→ SHORT TASK
Collect each line in the entries below that contains the word "green", and copy those lines in full.

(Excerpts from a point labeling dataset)
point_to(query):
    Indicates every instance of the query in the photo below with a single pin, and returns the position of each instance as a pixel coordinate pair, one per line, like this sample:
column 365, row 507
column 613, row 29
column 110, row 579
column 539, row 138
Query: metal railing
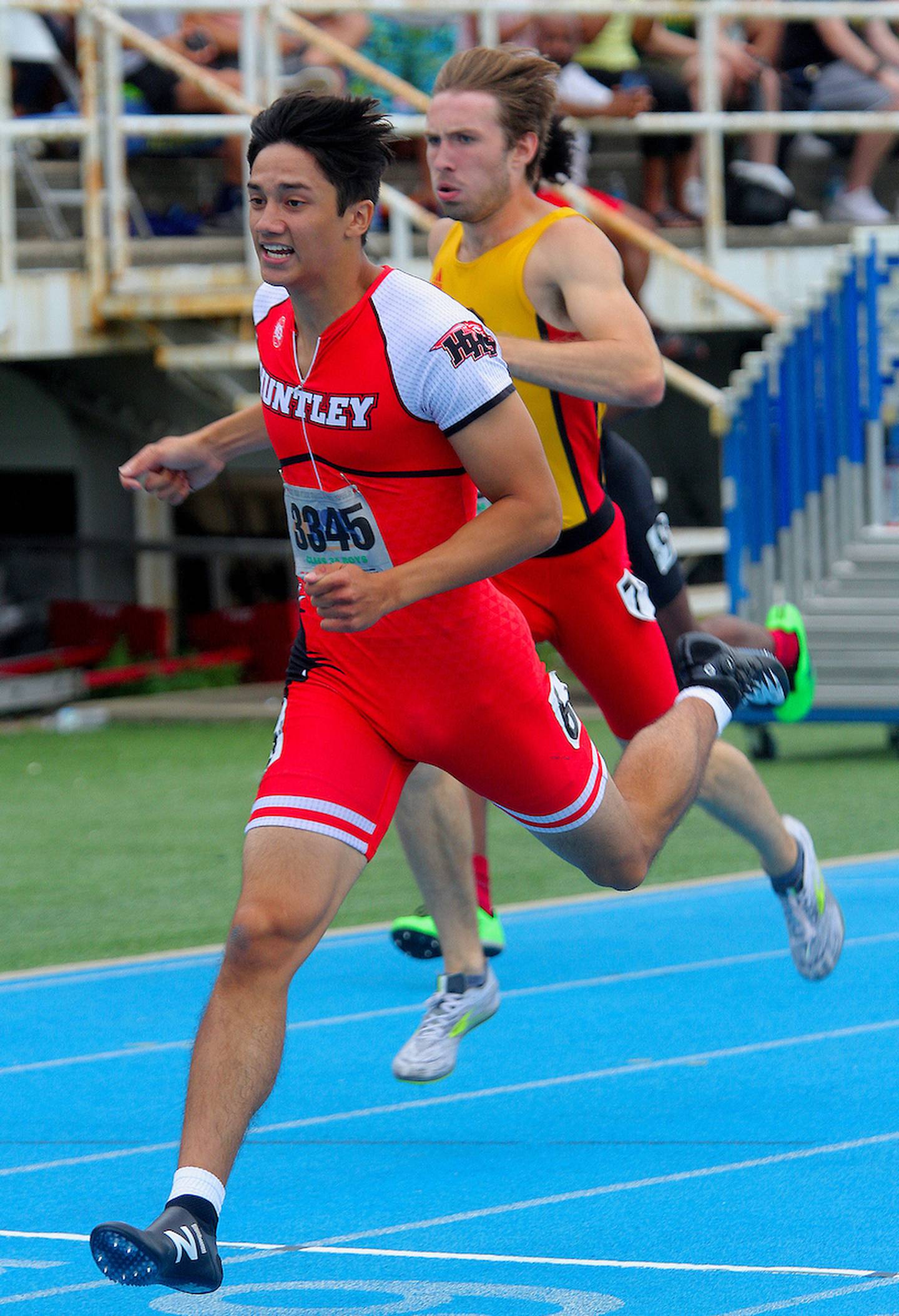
column 102, row 128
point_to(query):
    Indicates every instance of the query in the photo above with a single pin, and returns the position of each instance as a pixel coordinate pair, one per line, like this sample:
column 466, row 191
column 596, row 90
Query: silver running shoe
column 450, row 1015
column 814, row 918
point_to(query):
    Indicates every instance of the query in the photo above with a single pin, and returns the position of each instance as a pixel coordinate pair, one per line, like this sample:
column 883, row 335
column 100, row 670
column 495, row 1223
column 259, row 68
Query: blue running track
column 662, row 1121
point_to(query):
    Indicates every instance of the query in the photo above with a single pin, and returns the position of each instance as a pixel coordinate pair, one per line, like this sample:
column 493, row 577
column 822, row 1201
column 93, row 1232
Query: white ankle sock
column 199, row 1184
column 715, row 702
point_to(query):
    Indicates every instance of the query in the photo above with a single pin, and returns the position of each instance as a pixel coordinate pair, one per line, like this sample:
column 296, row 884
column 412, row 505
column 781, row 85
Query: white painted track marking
column 504, row 1090
column 92, row 970
column 807, row 1299
column 508, row 1260
column 609, row 1189
column 53, row 1293
column 139, row 1049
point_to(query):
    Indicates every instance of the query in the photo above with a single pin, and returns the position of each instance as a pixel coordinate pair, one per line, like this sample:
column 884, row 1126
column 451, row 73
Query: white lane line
column 87, row 1160
column 586, row 1077
column 92, row 970
column 31, row 1234
column 477, row 1094
column 137, row 1049
column 594, row 1264
column 511, row 1259
column 807, row 1299
column 609, row 1189
column 53, row 1293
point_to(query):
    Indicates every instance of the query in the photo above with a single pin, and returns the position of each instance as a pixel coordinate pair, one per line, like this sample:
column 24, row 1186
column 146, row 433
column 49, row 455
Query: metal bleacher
column 805, row 423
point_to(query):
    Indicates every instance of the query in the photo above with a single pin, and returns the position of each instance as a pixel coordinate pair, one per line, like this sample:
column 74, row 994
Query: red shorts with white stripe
column 338, row 770
column 601, row 619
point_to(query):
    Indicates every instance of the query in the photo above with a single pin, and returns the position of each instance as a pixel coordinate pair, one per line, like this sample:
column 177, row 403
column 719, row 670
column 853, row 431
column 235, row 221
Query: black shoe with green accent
column 750, row 677
column 416, row 935
column 786, row 616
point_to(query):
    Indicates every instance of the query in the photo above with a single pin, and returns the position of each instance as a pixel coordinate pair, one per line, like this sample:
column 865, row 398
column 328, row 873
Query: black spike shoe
column 750, row 677
column 175, row 1250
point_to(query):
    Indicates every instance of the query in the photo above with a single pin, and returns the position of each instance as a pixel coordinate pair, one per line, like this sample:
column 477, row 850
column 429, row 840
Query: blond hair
column 521, row 82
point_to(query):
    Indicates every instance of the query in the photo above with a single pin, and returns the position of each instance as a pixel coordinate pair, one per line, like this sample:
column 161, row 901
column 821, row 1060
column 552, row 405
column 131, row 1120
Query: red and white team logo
column 466, row 341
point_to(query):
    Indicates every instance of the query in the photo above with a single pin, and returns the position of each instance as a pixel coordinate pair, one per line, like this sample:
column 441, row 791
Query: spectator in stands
column 311, row 66
column 614, row 54
column 747, row 78
column 839, row 69
column 566, row 157
column 212, row 39
column 165, row 92
column 414, row 46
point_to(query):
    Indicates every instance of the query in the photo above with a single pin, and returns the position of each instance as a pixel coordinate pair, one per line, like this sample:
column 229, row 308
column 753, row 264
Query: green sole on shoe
column 416, row 935
column 786, row 616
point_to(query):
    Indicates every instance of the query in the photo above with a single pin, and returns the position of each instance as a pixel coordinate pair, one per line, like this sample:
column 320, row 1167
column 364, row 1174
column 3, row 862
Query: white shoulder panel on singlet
column 266, row 297
column 446, row 366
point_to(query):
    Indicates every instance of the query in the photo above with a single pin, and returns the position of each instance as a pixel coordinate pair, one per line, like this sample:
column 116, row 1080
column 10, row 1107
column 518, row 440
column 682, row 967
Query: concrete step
column 867, row 631
column 868, row 585
column 865, row 668
column 880, row 555
column 822, row 607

→ RESULT BELOW
Query: black shoe with green accent
Query: green sole on shoe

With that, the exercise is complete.